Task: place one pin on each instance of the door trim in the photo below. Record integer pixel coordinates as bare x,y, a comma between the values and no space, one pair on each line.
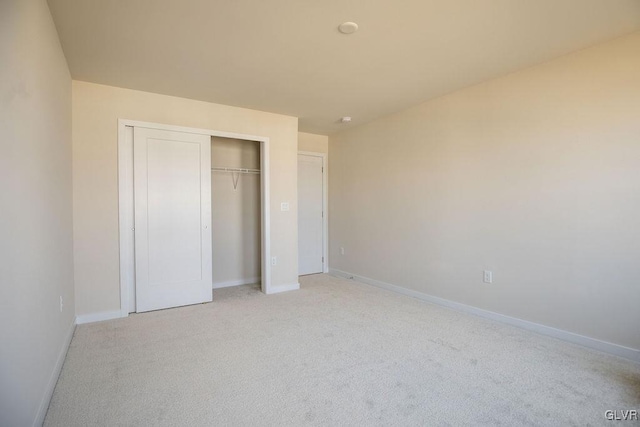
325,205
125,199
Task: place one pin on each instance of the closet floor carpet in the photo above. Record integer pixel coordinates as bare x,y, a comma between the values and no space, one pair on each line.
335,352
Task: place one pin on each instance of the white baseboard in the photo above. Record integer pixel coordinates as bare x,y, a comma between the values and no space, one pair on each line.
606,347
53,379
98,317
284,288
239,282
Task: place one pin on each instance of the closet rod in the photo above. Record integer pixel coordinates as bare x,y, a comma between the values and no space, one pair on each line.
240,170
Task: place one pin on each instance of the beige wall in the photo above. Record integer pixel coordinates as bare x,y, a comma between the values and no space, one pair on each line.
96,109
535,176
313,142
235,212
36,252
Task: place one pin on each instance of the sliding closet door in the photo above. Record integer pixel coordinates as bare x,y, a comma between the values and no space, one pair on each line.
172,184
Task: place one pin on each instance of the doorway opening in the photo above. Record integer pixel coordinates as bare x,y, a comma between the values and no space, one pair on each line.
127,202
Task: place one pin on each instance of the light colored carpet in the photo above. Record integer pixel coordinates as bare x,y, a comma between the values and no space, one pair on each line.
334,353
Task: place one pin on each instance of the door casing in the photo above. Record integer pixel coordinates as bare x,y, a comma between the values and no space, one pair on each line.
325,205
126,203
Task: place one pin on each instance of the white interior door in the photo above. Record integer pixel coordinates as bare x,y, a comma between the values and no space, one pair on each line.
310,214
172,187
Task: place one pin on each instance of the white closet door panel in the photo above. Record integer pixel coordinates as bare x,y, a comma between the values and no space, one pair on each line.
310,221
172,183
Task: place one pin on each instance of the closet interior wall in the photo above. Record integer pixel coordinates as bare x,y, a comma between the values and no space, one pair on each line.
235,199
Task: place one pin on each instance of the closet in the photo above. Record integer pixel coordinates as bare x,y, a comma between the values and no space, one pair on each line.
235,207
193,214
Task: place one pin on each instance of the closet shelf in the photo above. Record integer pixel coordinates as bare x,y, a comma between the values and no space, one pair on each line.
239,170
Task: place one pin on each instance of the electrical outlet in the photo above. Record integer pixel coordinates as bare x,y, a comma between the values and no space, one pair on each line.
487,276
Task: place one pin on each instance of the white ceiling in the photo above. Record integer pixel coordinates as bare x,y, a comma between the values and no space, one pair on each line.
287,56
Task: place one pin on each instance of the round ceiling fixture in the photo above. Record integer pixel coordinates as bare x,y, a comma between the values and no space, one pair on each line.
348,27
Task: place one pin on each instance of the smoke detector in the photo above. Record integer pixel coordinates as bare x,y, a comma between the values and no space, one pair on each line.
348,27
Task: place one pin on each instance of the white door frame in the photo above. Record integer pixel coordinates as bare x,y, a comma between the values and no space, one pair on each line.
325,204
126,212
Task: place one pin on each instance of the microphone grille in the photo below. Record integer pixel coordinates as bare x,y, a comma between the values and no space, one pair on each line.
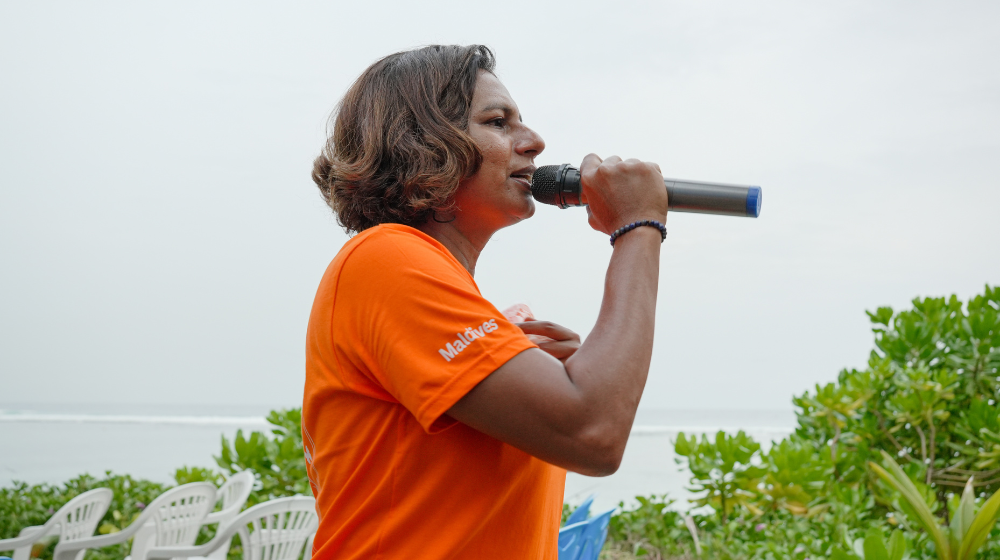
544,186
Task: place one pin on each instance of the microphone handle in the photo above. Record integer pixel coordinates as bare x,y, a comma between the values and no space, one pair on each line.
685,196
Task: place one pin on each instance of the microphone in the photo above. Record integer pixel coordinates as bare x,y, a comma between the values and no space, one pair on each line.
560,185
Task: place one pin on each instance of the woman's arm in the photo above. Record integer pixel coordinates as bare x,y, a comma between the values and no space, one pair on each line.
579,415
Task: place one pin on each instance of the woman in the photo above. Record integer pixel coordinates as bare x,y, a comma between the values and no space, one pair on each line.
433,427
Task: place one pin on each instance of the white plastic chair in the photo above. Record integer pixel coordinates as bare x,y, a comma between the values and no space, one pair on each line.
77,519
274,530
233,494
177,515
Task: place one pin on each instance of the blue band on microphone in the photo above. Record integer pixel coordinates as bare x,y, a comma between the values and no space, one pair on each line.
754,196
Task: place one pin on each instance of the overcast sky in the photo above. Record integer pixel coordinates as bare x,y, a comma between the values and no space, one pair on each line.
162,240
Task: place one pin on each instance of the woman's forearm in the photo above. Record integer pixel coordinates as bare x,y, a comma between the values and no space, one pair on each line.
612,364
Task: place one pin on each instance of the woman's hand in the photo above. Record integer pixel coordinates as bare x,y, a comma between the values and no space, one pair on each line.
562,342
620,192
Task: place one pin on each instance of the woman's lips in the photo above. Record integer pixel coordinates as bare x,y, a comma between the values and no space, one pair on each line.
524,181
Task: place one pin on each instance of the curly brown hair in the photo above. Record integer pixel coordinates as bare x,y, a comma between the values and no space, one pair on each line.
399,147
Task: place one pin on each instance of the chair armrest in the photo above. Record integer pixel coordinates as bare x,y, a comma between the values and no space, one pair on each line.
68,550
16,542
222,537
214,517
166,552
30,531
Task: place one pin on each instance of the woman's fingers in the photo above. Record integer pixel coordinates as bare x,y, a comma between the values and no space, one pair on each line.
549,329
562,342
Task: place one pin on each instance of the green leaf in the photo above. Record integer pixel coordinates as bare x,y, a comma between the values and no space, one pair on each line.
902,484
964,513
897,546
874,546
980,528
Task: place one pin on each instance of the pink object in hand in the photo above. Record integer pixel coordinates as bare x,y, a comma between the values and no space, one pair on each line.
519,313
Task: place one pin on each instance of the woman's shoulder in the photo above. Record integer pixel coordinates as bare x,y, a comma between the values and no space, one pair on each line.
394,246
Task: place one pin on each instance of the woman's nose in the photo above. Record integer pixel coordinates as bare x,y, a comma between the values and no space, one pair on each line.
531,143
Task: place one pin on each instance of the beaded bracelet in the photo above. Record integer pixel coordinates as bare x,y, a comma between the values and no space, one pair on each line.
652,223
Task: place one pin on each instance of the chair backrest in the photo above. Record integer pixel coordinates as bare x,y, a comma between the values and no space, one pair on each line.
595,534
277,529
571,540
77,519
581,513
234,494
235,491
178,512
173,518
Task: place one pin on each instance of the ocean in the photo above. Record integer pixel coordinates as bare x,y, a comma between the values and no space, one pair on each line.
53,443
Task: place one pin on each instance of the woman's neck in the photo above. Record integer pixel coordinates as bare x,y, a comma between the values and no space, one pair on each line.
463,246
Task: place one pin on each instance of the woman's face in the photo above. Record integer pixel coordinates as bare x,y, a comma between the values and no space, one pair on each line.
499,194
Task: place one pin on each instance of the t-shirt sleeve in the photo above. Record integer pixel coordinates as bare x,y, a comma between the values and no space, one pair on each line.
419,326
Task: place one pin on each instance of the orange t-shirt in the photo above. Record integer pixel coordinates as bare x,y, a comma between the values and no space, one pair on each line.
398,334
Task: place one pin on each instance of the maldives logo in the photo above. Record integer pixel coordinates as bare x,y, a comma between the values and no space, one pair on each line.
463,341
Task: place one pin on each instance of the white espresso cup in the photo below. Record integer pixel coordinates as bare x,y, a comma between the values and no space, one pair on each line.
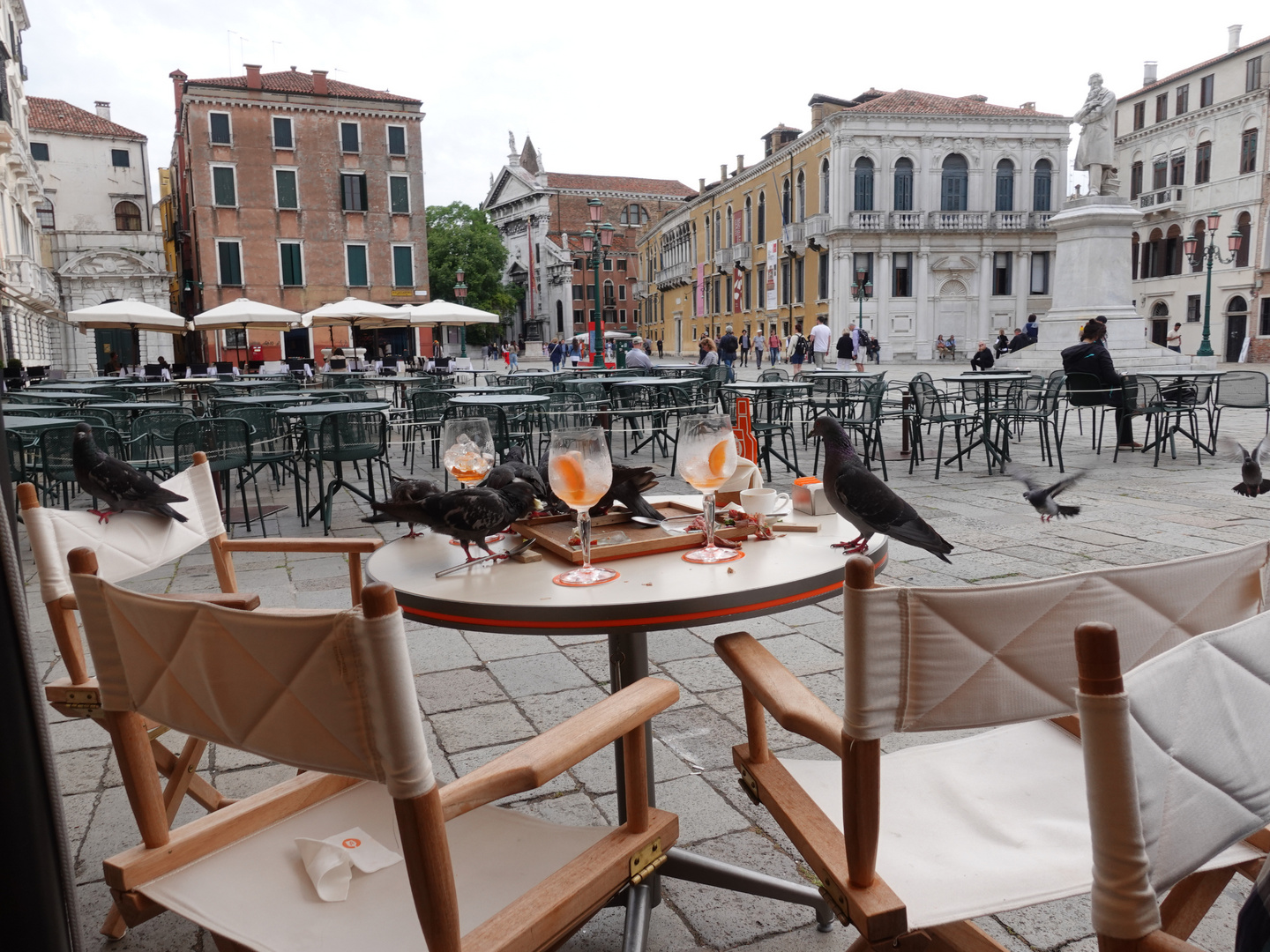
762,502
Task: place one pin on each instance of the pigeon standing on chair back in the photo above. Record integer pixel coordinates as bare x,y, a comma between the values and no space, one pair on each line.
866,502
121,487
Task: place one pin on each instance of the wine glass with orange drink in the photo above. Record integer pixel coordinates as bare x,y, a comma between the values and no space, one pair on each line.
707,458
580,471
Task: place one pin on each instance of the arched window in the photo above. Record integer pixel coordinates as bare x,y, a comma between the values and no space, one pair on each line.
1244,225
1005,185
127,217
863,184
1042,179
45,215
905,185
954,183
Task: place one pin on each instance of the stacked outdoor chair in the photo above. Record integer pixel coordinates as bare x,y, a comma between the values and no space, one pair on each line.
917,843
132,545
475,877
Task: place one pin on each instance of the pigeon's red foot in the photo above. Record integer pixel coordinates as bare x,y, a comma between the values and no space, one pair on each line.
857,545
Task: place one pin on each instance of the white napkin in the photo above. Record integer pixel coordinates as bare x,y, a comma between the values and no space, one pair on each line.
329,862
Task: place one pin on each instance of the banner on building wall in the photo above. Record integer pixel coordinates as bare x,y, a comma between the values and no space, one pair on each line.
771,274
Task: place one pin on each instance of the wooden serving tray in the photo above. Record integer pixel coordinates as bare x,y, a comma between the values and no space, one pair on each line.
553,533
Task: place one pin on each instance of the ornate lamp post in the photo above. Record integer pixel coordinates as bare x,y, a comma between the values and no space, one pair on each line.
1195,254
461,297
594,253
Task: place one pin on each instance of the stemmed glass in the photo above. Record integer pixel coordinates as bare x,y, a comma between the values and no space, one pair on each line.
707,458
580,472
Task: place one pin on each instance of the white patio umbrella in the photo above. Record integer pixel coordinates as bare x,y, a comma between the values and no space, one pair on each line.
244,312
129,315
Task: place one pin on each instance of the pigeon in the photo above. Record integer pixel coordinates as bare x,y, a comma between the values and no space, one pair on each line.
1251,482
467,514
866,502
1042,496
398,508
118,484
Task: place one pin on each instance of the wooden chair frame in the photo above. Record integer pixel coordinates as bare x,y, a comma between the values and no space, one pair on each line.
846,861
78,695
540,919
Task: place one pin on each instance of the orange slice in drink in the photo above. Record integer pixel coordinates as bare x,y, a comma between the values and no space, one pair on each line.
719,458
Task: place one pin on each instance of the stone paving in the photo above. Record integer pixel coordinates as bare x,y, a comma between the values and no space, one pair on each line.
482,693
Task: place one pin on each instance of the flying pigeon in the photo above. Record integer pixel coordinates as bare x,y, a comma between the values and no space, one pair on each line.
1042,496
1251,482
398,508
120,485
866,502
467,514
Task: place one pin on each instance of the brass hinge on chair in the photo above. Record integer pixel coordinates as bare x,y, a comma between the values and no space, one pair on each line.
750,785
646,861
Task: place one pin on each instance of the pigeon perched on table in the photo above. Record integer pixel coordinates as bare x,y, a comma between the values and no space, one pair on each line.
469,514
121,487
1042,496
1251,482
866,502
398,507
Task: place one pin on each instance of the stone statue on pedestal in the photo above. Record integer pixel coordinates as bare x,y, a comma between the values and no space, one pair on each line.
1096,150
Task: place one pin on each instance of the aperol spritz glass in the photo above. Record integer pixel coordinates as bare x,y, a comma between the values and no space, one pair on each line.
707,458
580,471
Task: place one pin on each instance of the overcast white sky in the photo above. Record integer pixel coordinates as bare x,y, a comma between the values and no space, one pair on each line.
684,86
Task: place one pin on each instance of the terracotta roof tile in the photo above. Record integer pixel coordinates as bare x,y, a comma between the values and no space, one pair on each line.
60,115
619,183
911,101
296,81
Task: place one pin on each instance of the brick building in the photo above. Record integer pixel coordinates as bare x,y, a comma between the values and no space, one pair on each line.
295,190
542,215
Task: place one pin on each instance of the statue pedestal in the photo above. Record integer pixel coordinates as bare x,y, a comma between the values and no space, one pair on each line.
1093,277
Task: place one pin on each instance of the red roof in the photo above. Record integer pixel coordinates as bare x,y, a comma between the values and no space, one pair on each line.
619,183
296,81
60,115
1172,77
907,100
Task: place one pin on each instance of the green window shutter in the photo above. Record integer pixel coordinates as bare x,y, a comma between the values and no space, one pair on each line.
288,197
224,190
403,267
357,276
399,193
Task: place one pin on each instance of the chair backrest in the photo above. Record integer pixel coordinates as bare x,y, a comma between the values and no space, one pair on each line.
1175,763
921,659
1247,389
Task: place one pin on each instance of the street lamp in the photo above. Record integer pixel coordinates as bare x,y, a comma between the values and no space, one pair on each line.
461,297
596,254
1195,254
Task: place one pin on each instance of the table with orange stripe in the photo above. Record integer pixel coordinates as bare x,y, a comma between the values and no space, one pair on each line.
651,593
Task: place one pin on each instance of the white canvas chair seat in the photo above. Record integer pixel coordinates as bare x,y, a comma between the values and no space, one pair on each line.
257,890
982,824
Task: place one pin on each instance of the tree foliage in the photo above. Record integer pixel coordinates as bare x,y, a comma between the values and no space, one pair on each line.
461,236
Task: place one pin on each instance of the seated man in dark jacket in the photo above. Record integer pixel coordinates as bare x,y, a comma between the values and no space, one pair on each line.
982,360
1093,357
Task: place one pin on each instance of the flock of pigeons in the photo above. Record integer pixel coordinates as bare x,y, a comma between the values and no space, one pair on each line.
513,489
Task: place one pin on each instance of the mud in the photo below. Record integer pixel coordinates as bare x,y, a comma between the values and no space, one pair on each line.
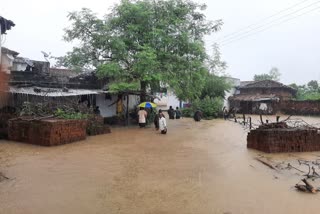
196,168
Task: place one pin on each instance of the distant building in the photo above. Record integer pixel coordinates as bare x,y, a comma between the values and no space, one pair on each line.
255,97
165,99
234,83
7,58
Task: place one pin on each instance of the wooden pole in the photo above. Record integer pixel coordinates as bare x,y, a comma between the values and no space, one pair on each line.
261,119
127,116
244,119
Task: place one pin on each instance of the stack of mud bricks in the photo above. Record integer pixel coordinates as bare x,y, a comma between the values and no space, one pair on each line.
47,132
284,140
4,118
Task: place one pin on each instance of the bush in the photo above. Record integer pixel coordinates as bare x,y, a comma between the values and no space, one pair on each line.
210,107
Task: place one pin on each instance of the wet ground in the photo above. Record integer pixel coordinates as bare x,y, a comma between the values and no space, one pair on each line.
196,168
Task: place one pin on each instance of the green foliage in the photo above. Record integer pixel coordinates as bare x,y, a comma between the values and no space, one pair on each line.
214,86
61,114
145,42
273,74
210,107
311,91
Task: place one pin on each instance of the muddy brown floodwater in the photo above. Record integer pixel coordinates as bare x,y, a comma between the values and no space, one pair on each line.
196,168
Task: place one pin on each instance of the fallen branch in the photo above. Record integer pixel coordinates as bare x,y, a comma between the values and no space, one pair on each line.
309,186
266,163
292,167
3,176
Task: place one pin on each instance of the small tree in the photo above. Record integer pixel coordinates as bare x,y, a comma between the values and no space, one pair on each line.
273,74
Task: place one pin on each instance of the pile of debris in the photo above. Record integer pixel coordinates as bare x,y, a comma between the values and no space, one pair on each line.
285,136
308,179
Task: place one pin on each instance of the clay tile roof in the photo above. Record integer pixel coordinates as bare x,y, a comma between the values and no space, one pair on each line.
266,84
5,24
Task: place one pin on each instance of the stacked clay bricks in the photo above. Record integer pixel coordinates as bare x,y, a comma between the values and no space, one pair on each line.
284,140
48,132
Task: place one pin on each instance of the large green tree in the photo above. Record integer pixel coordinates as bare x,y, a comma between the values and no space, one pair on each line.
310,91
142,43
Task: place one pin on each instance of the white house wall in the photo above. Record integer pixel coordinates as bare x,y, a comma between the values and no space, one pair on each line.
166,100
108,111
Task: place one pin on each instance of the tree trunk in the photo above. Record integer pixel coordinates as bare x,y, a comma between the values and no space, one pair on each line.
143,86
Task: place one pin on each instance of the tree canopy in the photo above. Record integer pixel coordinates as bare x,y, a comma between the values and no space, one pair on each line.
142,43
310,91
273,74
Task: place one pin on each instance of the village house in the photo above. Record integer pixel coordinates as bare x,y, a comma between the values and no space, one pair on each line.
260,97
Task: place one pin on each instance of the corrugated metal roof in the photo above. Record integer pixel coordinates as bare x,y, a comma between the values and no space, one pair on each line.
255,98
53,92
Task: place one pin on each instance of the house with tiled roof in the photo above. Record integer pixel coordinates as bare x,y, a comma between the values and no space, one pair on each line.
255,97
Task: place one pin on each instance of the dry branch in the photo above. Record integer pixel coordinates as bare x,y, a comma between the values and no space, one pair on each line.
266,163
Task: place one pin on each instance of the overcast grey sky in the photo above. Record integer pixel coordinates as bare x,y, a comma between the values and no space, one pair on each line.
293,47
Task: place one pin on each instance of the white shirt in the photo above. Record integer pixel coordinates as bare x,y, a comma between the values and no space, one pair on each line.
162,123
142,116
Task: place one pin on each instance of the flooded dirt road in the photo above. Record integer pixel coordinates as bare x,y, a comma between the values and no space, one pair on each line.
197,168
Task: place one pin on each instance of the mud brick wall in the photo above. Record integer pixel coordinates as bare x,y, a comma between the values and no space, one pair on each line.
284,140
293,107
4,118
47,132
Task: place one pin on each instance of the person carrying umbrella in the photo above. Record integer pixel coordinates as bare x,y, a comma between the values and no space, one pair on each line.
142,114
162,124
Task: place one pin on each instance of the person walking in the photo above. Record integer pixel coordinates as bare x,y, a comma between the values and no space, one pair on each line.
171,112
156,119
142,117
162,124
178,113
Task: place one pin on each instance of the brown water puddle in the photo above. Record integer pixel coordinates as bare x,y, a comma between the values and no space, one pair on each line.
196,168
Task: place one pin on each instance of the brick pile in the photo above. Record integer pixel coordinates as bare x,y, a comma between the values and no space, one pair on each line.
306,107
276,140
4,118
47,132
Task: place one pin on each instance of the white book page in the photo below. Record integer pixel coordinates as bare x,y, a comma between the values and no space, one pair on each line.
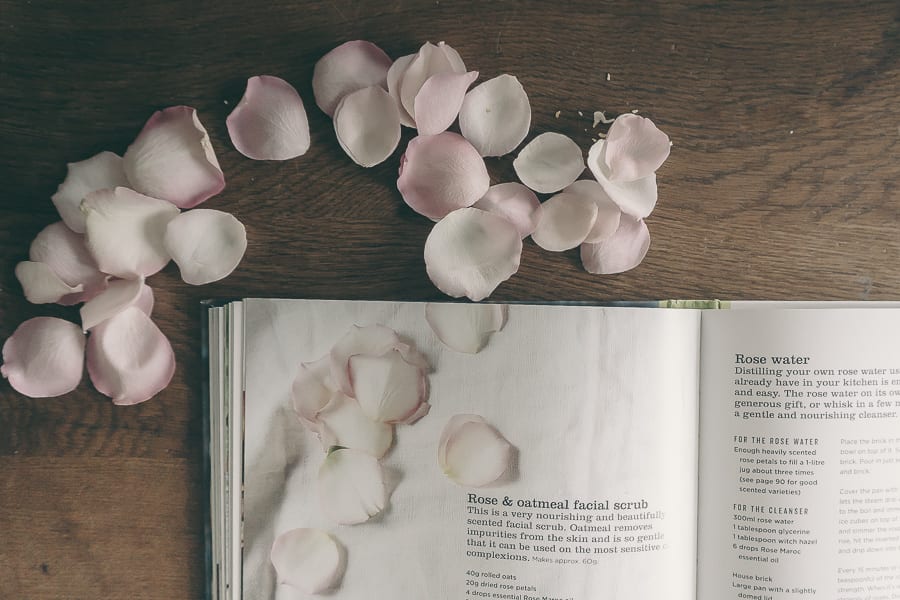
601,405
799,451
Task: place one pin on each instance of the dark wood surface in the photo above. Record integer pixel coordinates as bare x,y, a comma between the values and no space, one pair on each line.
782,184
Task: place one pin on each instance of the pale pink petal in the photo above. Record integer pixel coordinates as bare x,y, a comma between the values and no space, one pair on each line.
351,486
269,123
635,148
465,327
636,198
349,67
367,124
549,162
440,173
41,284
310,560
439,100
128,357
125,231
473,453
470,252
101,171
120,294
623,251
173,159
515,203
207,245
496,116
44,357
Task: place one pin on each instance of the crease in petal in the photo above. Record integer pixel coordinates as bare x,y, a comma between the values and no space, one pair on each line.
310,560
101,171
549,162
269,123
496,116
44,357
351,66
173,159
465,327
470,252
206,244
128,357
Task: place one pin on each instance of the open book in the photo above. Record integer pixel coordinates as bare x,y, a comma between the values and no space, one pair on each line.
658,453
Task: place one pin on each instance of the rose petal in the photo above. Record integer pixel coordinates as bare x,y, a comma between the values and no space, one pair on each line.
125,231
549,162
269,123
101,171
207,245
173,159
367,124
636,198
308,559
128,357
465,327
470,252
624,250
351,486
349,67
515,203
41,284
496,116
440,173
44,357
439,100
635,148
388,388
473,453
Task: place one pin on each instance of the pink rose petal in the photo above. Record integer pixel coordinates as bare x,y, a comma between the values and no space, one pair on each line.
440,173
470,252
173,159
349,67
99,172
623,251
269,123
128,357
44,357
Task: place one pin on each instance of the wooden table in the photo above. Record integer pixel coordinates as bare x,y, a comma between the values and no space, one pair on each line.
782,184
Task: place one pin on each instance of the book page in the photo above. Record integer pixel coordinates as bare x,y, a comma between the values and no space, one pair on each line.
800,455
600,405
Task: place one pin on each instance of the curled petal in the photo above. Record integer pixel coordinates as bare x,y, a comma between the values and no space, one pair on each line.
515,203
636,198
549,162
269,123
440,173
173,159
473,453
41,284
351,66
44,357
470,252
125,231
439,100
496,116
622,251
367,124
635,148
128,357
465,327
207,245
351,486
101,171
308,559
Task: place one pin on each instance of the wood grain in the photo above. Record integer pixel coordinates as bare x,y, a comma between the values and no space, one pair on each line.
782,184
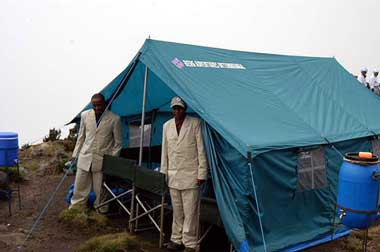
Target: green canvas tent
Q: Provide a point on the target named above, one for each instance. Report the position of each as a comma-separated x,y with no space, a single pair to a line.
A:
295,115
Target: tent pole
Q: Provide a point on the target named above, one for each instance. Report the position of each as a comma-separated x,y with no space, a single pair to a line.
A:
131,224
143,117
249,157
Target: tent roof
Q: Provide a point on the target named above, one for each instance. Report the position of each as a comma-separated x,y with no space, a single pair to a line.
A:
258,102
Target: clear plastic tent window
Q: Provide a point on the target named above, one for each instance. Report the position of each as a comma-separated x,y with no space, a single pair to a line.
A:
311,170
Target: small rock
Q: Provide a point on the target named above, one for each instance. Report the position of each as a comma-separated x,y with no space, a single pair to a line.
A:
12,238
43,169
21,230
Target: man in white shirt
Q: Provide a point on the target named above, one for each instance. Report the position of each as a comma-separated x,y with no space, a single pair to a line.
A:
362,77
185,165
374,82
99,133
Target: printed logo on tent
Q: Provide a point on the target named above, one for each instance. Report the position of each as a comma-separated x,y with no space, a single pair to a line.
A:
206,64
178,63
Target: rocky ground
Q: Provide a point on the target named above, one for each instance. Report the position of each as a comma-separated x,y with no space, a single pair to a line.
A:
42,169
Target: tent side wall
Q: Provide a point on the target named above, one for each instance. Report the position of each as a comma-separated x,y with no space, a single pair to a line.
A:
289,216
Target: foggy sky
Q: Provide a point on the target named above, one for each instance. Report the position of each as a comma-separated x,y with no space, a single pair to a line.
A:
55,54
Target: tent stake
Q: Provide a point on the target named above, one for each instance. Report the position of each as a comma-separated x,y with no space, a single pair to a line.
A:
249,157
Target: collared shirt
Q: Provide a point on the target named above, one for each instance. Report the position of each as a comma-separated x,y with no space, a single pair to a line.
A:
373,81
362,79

★ ★ ★ ★ ★

* **TASK OBJECTIVE**
Output the line that contains "Target: printed logo on tent", followed by every later line in the listing, with no line omitted and none added.

* **TASK OUTPUT**
Target: printed logo on tent
Q: Provide a point on the target named above, one for each instance. Report the position of each as a comma-separated x,y with no space, a single pair to a line.
A:
206,64
178,63
Target: rocky ground
Q: Provide a point on the target named above, one for each instance. Report the position of each as a comma-separated x,y with no space, a single pair to a line.
A:
42,169
Target: tent side wall
Q: Provide a point on the target named above, one for each instance. Report the position of each as a comma-separated x,y with no space, a single pair to a line.
A:
289,216
Target: foggy sky
Q: Provide a point on the target named above, one for each instance. Report the position of each as a comma-separated x,y with no space, a single pair to a line.
A:
55,54
Target: tent stake
Q: Provide a point on the target named above, one for each instance. Report the position of each as a comma-separated x,y with no space, a single pair to a line.
A:
249,157
Target: collared shirt
Q: Provide a point on the target named above, one for each instance. Report the position of each as a comma-separated x,y with no space, a single pair to a line.
A:
373,81
362,79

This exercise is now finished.